Reproduce the part of the records below that opens with the line containing "overcast sky, one line per instance." and runs through the end of the records, requests included, raising every coordinate in the answers by 139 while keeping the requests and their format samples unchanged. Leave the pictures out.

#### Exercise material

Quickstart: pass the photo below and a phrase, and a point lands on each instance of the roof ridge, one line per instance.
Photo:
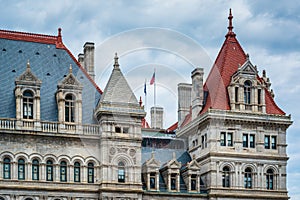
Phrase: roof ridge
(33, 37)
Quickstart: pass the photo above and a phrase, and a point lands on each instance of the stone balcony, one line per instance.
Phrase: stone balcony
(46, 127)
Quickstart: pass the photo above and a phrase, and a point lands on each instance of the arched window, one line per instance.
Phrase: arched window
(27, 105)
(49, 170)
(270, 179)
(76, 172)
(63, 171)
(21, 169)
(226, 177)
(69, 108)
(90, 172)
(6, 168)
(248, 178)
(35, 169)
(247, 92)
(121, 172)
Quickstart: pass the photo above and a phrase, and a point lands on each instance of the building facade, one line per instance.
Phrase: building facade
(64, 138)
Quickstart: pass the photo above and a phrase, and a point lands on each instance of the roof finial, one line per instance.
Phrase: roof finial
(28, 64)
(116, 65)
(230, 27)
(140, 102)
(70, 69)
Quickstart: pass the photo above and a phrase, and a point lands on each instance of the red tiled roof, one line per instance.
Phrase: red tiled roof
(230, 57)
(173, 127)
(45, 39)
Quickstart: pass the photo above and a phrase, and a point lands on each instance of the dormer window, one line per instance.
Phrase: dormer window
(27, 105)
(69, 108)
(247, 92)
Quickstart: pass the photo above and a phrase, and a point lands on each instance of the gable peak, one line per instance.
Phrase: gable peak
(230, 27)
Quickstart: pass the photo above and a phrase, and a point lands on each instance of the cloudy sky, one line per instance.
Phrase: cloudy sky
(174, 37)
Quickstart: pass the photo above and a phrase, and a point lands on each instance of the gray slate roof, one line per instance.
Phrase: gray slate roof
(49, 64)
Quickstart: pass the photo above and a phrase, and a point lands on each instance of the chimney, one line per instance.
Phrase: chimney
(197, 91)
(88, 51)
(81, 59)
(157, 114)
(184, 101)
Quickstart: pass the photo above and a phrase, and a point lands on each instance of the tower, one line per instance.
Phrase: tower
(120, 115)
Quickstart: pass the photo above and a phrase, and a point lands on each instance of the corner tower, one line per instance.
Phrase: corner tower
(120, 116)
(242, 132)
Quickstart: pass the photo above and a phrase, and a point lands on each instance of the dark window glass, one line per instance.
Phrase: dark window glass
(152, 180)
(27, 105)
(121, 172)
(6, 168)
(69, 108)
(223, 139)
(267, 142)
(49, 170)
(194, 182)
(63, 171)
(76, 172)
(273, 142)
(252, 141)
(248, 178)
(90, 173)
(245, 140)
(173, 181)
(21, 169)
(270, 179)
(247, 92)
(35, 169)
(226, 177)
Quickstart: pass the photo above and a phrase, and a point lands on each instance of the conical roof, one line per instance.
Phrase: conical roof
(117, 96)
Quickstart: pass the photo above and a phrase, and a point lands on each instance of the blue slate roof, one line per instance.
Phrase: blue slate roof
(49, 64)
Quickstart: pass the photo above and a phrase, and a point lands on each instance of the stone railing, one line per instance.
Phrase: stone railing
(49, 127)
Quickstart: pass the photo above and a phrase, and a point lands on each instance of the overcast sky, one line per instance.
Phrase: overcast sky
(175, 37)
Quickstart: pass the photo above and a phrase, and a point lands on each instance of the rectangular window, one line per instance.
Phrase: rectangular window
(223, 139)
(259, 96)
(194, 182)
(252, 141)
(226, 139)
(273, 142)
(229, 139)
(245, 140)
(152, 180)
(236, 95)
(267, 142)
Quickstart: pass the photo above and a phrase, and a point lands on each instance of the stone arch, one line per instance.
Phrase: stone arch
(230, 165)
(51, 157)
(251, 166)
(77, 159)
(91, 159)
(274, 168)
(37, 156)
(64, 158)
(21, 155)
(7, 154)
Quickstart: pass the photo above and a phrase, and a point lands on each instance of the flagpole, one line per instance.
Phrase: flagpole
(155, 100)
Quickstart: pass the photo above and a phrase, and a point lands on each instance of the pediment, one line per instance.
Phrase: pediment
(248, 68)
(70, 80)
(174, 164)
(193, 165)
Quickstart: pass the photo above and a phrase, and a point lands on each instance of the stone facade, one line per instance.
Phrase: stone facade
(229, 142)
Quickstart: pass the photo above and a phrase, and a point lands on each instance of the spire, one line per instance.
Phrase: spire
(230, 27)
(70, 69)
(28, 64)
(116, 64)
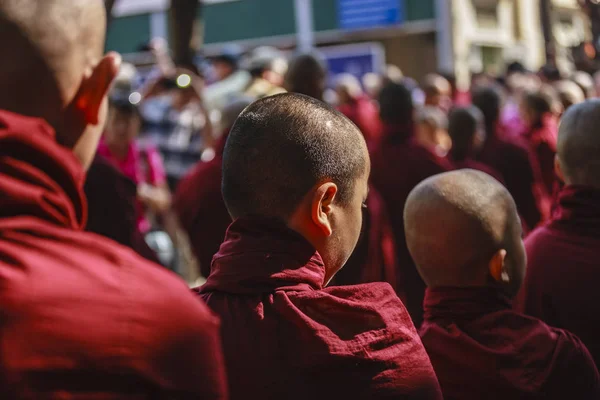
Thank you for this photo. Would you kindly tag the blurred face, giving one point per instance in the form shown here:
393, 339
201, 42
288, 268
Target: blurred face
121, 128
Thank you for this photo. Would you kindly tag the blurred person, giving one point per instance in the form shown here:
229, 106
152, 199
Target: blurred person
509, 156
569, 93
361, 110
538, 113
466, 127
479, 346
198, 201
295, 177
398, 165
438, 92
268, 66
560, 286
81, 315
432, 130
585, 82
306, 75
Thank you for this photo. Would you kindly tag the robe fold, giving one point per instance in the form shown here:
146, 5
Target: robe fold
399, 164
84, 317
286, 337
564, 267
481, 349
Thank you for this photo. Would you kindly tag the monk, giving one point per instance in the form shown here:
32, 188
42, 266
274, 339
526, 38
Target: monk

########

* Expected answer
Quickstart: pass the photo above and a phrase, and a point lands on each instance of the overcast sky, one line per instance.
Phrase: overcast sky
(314, 176)
Quickstart: pass the photo above and a phrase, and a point lands on each instance of the rectangular window, one line per instance.
Phrase: rectangular window
(362, 278)
(398, 235)
(333, 321)
(391, 280)
(365, 278)
(412, 281)
(368, 278)
(384, 279)
(291, 319)
(375, 234)
(406, 281)
Quickstart: pass the photo above and a phrase, and a point lands on each instance of the stone arch, one line per instance.
Phrase: stone arch
(369, 304)
(190, 296)
(390, 305)
(216, 298)
(230, 298)
(413, 307)
(176, 295)
(203, 297)
(160, 294)
(146, 293)
Quickstart: pass the photo above and a phrase, and a point lands on each instance of the flagpole, one line per instance.
Phrase: flagpole
(294, 239)
Quickstart: pass the photo above and a phrase, and a point lands on each instance of the pediment, one line per instance.
Phrase: pediment
(387, 207)
(209, 219)
(313, 303)
(332, 304)
Quickstart: pass the photo above and a phrase, and a point lands on each instance of the stone facade, one line per instance.
Phrase: stone facade
(368, 281)
Quickstart: pass the photo above and a phrase, and a point lands on each instance of the spire, one line per instance.
Phrase: spire
(369, 166)
(209, 208)
(167, 203)
(255, 203)
Thank you for this photo. Would you kindly tag the blurred face, giving one point per instance in the form shown here:
393, 339
201, 42
288, 268
Target: blurred face
260, 267
Thank you for this photo. Would you kindly tag the blurred person, giving one point per instance in the form shown here:
229, 106
152, 199
Target: blurred person
648, 295
708, 232
500, 249
677, 252
605, 266
618, 485
337, 340
434, 316
537, 304
577, 231
407, 205
699, 425
220, 454
571, 269
724, 221
445, 214
Thank you for this photo. Would you kindly tag the robe fold, giving one point per instance in the form shown here:
146, 5
Target: robe fold
538, 303
223, 456
425, 476
703, 406
620, 488
Thank you for this photo. Would you kindly tag the monk, giving one point per instance in the form shown here:
32, 188
42, 266
274, 339
526, 38
Target: monk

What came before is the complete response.